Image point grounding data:
# # # # # # #
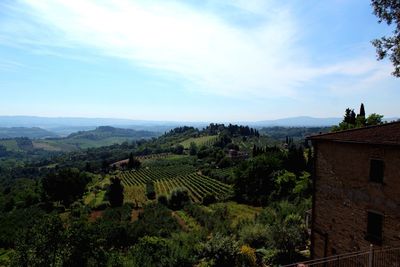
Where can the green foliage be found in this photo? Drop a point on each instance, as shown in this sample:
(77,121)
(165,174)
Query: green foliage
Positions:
(286,231)
(155,220)
(193,149)
(254,179)
(41,245)
(151,251)
(133,163)
(66,185)
(179,198)
(221,251)
(12,223)
(255,235)
(115,192)
(350,121)
(388,46)
(150,191)
(374,119)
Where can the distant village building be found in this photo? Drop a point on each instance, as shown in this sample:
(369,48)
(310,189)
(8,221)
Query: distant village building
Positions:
(356,196)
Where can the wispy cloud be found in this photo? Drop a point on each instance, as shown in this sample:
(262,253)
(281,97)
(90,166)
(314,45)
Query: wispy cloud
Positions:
(208,52)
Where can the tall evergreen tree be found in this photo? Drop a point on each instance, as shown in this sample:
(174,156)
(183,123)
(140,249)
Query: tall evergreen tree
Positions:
(362,110)
(116,192)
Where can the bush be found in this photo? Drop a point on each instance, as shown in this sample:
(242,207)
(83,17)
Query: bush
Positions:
(163,200)
(221,250)
(209,199)
(150,191)
(254,235)
(179,198)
# # # # # # #
*Task objective:*
An exact copy of the lines from the one containing "Query: tall evergreen tree" through the end of the data above is the whole answer.

*Exercise response:*
Query: tall evergreen tree
Positions:
(362,110)
(116,192)
Where can the bush be found in this photo? Drop a point on each instance, as shown in this sample:
(242,207)
(83,17)
Query: bush
Positions:
(163,200)
(221,250)
(209,199)
(150,191)
(254,235)
(179,198)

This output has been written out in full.